- Stated problem -
Reproduce verbatim the portion of the data that begins with the line containing "I need to find the tall tree line in this UI." and continues through the final line of the data, including both of those lines.

- Dataset records -
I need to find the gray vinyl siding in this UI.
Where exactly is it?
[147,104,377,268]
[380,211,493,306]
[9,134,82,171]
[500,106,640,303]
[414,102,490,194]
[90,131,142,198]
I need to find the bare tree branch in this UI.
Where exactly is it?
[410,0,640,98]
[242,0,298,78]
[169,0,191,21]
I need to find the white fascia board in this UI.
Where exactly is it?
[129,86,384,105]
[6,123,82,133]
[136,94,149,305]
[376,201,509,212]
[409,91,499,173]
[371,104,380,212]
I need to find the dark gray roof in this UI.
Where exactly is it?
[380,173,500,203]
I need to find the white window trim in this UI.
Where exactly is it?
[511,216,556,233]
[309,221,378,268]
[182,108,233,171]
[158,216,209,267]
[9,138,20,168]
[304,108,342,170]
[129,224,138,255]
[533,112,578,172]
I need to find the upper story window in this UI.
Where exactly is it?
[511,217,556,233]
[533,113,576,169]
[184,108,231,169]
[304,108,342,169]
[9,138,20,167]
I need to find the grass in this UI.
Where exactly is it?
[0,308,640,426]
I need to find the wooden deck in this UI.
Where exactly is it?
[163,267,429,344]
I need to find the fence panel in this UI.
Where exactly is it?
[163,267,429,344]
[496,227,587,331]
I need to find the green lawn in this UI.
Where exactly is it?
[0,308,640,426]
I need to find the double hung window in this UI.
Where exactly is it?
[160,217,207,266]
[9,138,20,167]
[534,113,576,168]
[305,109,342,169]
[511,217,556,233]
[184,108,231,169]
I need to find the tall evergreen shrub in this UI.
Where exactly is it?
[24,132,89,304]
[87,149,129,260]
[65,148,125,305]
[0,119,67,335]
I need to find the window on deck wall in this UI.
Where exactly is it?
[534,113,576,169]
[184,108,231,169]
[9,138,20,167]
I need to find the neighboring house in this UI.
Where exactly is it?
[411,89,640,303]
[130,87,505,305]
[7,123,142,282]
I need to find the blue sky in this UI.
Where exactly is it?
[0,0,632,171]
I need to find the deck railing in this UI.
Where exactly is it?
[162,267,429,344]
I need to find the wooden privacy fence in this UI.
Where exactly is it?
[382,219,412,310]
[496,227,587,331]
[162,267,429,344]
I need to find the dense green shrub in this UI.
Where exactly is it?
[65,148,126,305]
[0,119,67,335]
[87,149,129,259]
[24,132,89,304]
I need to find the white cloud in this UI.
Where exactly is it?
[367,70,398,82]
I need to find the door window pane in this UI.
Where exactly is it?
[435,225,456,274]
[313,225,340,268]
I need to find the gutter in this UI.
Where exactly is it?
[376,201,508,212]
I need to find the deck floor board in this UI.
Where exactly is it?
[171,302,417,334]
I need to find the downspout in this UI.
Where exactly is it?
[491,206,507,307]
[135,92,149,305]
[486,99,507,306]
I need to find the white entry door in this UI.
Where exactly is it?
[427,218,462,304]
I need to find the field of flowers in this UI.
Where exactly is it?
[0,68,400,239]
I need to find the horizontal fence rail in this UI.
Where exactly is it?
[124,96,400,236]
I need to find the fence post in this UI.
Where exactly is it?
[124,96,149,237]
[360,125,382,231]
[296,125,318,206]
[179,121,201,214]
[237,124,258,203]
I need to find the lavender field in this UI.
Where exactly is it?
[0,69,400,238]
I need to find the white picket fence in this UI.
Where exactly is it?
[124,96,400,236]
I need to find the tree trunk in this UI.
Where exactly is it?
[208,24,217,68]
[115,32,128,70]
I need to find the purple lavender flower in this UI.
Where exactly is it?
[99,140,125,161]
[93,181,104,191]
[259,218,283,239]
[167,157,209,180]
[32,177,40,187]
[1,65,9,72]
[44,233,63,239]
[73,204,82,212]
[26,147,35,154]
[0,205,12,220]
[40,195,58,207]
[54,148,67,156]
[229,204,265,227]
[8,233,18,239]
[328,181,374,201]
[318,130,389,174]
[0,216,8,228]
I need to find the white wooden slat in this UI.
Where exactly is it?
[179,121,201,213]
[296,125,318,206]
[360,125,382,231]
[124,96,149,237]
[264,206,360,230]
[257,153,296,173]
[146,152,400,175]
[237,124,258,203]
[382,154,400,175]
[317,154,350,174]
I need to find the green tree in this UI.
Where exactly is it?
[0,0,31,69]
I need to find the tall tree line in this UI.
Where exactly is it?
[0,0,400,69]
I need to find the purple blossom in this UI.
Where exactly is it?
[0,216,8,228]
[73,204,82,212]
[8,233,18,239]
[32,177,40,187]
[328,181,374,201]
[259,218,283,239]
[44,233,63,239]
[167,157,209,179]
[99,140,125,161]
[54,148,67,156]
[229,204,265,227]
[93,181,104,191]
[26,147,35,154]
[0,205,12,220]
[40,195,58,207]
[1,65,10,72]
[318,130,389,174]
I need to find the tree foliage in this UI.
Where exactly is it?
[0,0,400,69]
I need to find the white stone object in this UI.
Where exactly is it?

- Task output -
I need to find the tall tree line in this UI.
Where exactly is it?
[0,0,400,69]
I need to find the purple blossom in this UI.
Where exactly is it?
[0,216,8,228]
[73,204,82,212]
[8,233,18,239]
[32,177,40,187]
[328,181,374,201]
[259,218,283,239]
[44,233,63,239]
[167,157,209,179]
[99,140,125,161]
[54,148,67,156]
[229,204,265,227]
[93,181,104,191]
[26,147,35,154]
[0,205,12,220]
[40,195,58,207]
[1,65,10,72]
[318,130,389,174]
I need to find the tree foliage in this UI.
Where exactly is it?
[0,0,400,69]
I need to find the white stone object in this UI.
Where exactly is it?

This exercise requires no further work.